### QUOTED TEXT
══════════
Yeah, I would have given them the two fingered salute rather than jump through all of those silly hoops..


----------



## R-T-B (May 24, 2021)

lexluthermiester said:


> Yeah, I would have given them the two fingered salute rather than jump through all of those silly hoops..


It was like a bad movie though, I just had to get through it to see the end...

I like the idea but accessibility right now for the token is piss-poor to say the least.

That's my hot-take.


----------



## Hemmingstamp (May 24, 2021)

lexluthermiester said:


> Yeah, I would have given them the two fingered salute rather than jump through all of those silly hoops..


What froggy was saying will be the norm in the very near future Lex. Mark my words.


----------



## lexluthermiester (May 24, 2021)

Hemmingstamp said:


> What froggy was saying will be the norm in the very near future Lex. Mark my words.


I'm sure it will. Doesn't mean I'm going to tolerate it..


----------



## Hemmingstamp (May 24, 2021)

lexluthermiester said:


> I'm sure it will. Doesn't mean I'm going to tolerate it..
══════════
### GIVEN EXERCISE A
Echo the forum thread word for word, everything from "## R-T-B (May" down to "say the least.".
The forum thread and the records come from unrelated sources.

### Point placement records
══════════
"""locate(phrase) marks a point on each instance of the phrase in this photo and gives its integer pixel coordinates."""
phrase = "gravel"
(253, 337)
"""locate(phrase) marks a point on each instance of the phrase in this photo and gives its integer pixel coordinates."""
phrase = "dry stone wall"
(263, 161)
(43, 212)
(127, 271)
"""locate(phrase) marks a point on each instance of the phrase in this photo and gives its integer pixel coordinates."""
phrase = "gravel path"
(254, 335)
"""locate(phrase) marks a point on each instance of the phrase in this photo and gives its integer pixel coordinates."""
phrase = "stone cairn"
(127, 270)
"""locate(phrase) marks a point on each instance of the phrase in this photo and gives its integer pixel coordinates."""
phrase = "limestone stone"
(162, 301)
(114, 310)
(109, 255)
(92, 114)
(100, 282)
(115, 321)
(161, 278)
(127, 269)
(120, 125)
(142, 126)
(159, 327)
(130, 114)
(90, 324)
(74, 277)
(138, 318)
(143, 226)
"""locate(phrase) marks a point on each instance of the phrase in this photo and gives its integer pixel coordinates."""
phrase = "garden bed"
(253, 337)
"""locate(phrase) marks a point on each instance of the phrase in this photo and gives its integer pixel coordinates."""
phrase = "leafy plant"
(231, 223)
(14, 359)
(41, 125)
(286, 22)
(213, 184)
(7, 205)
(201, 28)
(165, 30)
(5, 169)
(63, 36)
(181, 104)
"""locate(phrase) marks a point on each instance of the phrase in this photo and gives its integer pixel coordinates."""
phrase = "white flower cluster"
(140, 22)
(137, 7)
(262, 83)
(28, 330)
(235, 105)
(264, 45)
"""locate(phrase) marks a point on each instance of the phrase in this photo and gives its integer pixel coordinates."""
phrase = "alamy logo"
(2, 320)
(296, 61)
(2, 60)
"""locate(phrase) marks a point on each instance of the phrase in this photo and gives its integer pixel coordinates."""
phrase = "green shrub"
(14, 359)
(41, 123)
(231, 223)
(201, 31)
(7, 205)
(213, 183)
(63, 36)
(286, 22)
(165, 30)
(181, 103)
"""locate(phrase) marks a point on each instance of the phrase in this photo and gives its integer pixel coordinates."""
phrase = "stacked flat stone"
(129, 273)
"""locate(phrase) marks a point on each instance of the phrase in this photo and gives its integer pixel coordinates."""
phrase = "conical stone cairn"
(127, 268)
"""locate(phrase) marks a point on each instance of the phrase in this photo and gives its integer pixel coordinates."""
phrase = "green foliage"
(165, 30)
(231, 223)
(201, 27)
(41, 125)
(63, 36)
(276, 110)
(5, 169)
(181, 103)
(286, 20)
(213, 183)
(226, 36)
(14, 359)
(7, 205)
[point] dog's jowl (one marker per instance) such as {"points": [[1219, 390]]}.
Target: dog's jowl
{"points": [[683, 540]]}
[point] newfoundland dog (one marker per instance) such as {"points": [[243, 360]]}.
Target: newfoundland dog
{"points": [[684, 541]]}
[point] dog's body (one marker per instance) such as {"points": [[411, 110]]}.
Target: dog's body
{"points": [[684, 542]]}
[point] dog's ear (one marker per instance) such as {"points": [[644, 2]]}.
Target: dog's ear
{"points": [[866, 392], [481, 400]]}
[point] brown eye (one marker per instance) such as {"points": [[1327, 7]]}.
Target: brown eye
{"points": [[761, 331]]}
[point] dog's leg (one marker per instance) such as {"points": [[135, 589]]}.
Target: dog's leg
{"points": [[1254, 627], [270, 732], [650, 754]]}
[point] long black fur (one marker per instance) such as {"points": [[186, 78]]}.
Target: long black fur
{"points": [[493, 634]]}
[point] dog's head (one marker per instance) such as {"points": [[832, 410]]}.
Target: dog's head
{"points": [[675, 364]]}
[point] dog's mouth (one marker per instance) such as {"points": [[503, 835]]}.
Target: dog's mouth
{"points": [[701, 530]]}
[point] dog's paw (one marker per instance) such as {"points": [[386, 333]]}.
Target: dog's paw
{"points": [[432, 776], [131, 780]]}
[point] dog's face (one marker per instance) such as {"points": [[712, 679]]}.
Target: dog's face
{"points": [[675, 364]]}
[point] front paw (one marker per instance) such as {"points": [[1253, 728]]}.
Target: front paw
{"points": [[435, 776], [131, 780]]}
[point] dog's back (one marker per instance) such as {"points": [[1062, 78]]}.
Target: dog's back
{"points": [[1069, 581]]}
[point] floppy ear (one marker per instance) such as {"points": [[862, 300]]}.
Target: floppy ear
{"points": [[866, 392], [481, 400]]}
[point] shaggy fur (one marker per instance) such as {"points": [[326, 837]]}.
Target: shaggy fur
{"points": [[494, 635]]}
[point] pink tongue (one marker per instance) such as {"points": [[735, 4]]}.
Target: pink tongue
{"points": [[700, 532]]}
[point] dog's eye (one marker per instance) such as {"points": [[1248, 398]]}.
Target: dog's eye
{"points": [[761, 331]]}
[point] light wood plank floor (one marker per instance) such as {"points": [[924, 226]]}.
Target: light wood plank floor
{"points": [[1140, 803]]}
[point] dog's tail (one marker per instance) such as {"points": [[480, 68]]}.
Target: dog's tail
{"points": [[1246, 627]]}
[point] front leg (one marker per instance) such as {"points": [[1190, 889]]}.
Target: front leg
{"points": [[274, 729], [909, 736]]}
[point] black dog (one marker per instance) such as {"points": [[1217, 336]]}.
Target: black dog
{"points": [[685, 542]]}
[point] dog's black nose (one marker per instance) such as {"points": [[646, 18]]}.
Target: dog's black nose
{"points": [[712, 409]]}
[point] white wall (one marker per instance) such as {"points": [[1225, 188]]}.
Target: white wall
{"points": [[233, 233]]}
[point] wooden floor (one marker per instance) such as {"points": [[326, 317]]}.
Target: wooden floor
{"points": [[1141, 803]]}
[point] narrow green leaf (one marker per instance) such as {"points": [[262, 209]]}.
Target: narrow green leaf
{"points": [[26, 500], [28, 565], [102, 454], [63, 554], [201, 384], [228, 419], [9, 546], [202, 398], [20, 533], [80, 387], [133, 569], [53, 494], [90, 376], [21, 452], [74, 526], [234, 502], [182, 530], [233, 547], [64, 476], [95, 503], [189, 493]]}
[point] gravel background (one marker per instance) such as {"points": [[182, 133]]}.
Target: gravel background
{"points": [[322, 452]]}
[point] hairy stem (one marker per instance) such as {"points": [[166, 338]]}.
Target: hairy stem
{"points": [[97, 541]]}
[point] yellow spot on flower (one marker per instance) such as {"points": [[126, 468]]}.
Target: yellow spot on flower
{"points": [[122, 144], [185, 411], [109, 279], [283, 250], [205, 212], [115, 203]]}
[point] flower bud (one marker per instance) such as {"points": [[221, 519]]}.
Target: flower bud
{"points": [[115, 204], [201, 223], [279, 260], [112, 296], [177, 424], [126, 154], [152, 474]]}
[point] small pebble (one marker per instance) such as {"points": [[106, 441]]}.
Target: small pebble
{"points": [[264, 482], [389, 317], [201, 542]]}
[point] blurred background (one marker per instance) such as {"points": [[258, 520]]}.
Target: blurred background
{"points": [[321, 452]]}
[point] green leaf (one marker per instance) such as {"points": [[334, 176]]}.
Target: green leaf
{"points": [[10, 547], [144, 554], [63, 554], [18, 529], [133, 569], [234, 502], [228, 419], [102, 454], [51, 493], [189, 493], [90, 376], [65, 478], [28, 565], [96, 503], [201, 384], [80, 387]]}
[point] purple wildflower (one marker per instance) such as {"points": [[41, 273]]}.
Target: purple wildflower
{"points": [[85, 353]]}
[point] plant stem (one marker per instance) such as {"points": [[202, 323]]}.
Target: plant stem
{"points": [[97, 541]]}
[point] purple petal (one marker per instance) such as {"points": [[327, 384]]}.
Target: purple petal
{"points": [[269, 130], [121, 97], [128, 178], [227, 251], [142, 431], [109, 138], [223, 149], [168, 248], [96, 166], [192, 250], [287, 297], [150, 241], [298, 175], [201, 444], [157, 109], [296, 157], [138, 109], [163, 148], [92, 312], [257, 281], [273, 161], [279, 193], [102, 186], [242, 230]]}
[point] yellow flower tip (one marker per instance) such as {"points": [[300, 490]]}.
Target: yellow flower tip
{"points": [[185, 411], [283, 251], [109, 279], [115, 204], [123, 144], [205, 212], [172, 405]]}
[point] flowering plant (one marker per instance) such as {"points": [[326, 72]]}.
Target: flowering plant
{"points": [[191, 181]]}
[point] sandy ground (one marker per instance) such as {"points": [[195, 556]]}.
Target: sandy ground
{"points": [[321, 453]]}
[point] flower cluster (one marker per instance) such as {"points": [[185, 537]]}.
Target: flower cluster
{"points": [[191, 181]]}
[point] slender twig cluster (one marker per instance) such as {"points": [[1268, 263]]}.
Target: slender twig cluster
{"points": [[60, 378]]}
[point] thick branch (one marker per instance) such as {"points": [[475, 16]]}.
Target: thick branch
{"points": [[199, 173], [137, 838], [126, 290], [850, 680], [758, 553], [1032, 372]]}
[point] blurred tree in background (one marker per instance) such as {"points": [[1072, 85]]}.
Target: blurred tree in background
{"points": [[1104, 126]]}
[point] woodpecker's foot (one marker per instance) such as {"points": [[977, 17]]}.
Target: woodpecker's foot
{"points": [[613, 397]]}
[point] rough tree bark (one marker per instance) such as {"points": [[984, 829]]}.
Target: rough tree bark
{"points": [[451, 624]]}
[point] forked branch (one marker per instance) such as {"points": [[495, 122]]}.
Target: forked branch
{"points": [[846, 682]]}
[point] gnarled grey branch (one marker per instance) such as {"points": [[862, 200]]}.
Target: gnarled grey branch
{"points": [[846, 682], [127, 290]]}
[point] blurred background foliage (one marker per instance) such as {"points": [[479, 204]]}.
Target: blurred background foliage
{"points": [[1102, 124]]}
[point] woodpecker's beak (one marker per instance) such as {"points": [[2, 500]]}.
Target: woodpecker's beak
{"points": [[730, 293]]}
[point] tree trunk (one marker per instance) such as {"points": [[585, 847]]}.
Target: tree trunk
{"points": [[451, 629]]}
══════════
### GIVEN EXERCISE B
Gather every line of the records that contains the string "purple".

### TASK OUTPUT A
## R-T-B (May 24, 2021)

lexluthermiester said:


> Yeah, I would have given them the two fingered salute rather than jump through all of those silly hoops..


It was like a bad movie though, I just had to get through it to see the end...

I like the idea but accessibility right now for the token is piss-poor to say the least.

### TASK OUTPUT B
[point] purple wildflower (one marker per instance) such as {"points": [[41, 273]]}.
Target: purple wildflower
[point] purple petal (one marker per instance) such as {"points": [[327, 384]]}.
Target: purple petal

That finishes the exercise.